(Records from a dataset)
::::::::

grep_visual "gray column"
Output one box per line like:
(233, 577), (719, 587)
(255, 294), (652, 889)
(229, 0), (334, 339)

::::::::

:: Written instruction ::
Format every line of the data above as a Markdown table, skipping blank lines. Use the column headings No. and Line, and number the rows in order.

:: Output ::
| No. | Line |
|---|---|
| 1 | grep_visual "gray column" |
| 2 | Output one box per line like: |
| 3 | (233, 577), (719, 587) |
| 4 | (255, 294), (652, 889) |
| 5 | (229, 0), (334, 339) |